** start DATA FOR THIS EXERCISE **

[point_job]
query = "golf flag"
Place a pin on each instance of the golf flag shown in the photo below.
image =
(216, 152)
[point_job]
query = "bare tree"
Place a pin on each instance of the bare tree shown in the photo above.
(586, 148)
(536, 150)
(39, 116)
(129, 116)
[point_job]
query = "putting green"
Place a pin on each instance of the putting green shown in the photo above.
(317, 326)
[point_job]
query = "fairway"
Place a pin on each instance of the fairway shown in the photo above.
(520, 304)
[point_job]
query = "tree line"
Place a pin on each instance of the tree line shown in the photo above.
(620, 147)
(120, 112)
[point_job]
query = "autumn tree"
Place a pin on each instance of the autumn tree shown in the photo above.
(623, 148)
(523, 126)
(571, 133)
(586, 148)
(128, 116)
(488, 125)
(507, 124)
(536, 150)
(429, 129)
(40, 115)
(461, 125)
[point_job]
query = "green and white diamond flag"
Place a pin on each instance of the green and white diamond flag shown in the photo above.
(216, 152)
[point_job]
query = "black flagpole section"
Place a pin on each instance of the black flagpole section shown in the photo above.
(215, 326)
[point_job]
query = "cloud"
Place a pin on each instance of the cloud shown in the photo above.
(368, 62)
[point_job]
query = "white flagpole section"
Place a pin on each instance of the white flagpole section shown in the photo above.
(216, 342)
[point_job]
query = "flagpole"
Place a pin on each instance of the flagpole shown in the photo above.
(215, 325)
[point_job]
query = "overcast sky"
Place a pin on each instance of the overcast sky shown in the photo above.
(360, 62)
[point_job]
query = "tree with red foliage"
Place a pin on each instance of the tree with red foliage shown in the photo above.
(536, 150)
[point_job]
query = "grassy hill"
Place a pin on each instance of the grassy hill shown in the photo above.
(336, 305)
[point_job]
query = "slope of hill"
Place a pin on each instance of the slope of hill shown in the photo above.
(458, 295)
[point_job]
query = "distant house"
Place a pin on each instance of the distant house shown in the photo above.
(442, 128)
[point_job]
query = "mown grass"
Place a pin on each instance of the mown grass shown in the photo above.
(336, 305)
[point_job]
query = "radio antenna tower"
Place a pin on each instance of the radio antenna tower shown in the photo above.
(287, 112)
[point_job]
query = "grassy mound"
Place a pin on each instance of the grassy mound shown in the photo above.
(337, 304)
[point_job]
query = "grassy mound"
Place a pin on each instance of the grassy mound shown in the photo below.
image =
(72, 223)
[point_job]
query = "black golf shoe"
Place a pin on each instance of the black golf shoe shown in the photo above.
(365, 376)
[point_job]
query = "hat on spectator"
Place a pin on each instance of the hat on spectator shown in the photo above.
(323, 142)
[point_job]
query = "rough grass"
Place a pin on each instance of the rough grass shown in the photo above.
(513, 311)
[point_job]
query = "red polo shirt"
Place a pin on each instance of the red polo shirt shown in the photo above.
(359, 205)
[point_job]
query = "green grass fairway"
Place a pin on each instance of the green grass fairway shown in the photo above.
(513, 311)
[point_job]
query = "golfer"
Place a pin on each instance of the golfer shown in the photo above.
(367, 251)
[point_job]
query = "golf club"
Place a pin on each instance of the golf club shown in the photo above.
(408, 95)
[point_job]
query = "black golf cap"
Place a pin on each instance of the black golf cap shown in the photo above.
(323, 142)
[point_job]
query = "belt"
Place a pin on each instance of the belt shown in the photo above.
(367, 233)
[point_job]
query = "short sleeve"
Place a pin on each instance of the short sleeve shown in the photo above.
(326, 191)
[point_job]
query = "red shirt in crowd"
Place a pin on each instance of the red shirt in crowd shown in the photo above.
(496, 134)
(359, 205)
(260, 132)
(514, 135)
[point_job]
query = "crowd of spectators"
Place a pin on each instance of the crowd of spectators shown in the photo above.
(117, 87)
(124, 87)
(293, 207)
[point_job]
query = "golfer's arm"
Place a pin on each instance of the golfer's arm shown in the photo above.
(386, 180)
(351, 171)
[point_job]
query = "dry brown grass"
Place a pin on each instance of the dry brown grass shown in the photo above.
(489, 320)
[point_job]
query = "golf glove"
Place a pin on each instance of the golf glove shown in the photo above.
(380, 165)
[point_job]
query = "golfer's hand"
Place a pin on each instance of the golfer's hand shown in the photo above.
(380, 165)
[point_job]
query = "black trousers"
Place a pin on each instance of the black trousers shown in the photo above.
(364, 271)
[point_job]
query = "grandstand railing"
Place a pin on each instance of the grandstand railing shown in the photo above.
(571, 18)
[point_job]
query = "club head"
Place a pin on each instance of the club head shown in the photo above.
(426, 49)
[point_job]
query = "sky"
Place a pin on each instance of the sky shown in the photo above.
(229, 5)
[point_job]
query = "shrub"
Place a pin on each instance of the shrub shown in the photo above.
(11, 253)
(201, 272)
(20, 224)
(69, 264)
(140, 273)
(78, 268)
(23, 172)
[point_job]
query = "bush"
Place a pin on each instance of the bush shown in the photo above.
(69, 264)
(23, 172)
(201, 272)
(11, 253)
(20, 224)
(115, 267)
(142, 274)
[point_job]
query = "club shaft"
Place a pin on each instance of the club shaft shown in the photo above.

** end DATA FOR THIS EXERCISE **

THE EXERCISE - Here, the records must be output exactly and in full.

FULL SOLUTION -
[point_job]
query = "golf flag"
Place a pin on each instance of the golf flag shown in the photo below.
image =
(216, 152)
[point_job]
query = "bare tree"
Place a pin on each instance of the bare tree shown in the photo above.
(586, 148)
(536, 150)
(39, 116)
(129, 116)
[point_job]
query = "putting green"
Place a pin on each instance of the putting green shown in the photo above.
(317, 326)
[point_job]
query = "fairway"
Place a pin on each instance of the fairway shown in the photo above.
(520, 304)
[point_job]
query = "tree line"
Place a pin on each instance of the tree line shown in the photo above.
(620, 147)
(120, 112)
[point_job]
query = "autumn tree"
Place a pin on each instance of the autumn tree shown in the photo above.
(623, 148)
(523, 126)
(571, 133)
(586, 148)
(128, 116)
(488, 125)
(507, 124)
(536, 150)
(429, 129)
(40, 115)
(461, 125)
[point_job]
query = "green and white diamond flag"
Place a pin on each instance of the green and white diamond flag shown in the photo above.
(216, 152)
[point_job]
query = "black flagpole section"
Place a pin on each instance of the black flagpole section shown in the photo above.
(215, 326)
[point_job]
query = "cloud"
Place a pin on each instance of the cloud shown in the photo above.
(368, 62)
[point_job]
query = "white flagpole section"
Place a pin on each instance of the white flagpole section shown in the photo above.
(216, 342)
[point_job]
query = "flagpole"
Place a pin on each instance of the flagpole shown in the photo above.
(215, 325)
[point_job]
query = "overcast sky"
Place a pin on each instance of the overcast sky shown in the photo above.
(360, 62)
[point_job]
query = "tree with red foliage"
Place a pin on each instance of the tree with red foliage shown in the photo above.
(536, 150)
[point_job]
query = "grassy hill"
Place a pin on each instance of the grassy hill shown in the photo above.
(336, 305)
[point_job]
query = "slope of hill"
Place a pin on each instance of the slope of hill shown in the photo above.
(458, 295)
[point_job]
query = "distant house"
Place a pin on each instance of the distant house shown in the photo above.
(442, 128)
[point_job]
query = "mown grass"
Place a pin on each instance of the mown grass shown in the photo above.
(336, 305)
[point_job]
query = "radio antenna tower"
Place a pin on each instance of the radio antenna tower shown in the photo above.
(287, 112)
[point_job]
query = "grassy mound"
Place a pin on each instance of the grassy mound shown in the photo above.
(337, 304)
[point_job]
query = "grassy mound"
Place a pin on each instance of the grassy mound shown in the photo below.
image =
(72, 223)
[point_job]
query = "black golf shoe"
Place a pin on each instance of the black golf shoe shown in the photo above.
(365, 376)
[point_job]
query = "hat on spectator"
Place a pin on each instance of the hat on spectator shown in the photo above.
(323, 142)
[point_job]
query = "rough grass"
Place a pin on each instance of the rough grass shown in the photo above.
(513, 311)
[point_job]
query = "red polo shirt"
Place a pin on each instance of the red polo shirt shown in the photo above.
(359, 205)
[point_job]
query = "green grass fairway"
Place a pin on each instance of the green grass fairway shown in the photo above.
(513, 311)
[point_job]
query = "golfer"
Place a pin on each instance of the golfer shown in the photo above.
(367, 251)
[point_job]
query = "golf club"
Place a pin on each instance of the golf club shown in the photo above.
(408, 95)
[point_job]
query = "black golf cap"
Place a pin on each instance of the black golf cap shown in the photo above.
(323, 142)
[point_job]
query = "belt"
Place a pin on each instance of the belt shown in the photo above.
(367, 233)
[point_job]
query = "short sleeve"
Place a pin on each instance of the short sleeve shown in the photo above.
(326, 191)
[point_job]
query = "red shirt in crowd"
Place a pin on each instance of the red shirt in crowd shown in the photo above.
(496, 134)
(359, 205)
(260, 132)
(514, 135)
[point_job]
query = "crowd of spectators"
Place a pin on each instance of the crowd of spectators shown in the photo above.
(117, 87)
(124, 87)
(293, 207)
[point_job]
query = "golfer's arm"
Place a pin on each instance of the golfer's arm shown in the photo above.
(386, 180)
(351, 171)
[point_job]
query = "dry brown grass"
Place a pin on each instance of the dry brown grass shown in the photo above.
(489, 320)
[point_job]
query = "golf glove"
Place a pin on each instance of the golf glove shown in the photo above.
(380, 165)
[point_job]
query = "golfer's hand"
Place a pin on each instance of the golfer's hand shown in the photo above.
(380, 165)
[point_job]
query = "black trousers"
Place a pin on each instance of the black trousers shown in the photo above.
(364, 271)
[point_job]
query = "grandstand railing"
Place a pin on each instance of the grandstand railing shown in the photo above.
(571, 18)
[point_job]
query = "club head"
Place a pin on each instance of the club head shown in the photo above.
(426, 49)
[point_job]
query = "sky"
Place a pin on each instance of the sky shown in the photo above.
(229, 5)
[point_job]
query = "shrub"
Place a pin on each instance of the shrub shown in the photo above.
(11, 253)
(201, 272)
(20, 224)
(69, 264)
(140, 273)
(78, 268)
(23, 172)
[point_job]
query = "bush"
Place a pin on each instance of the bush shown in the photo above.
(69, 264)
(23, 172)
(201, 272)
(11, 253)
(20, 224)
(115, 267)
(142, 274)
[point_job]
query = "club shaft"
Place a pin on each instance of the club shaft shown in the photo above.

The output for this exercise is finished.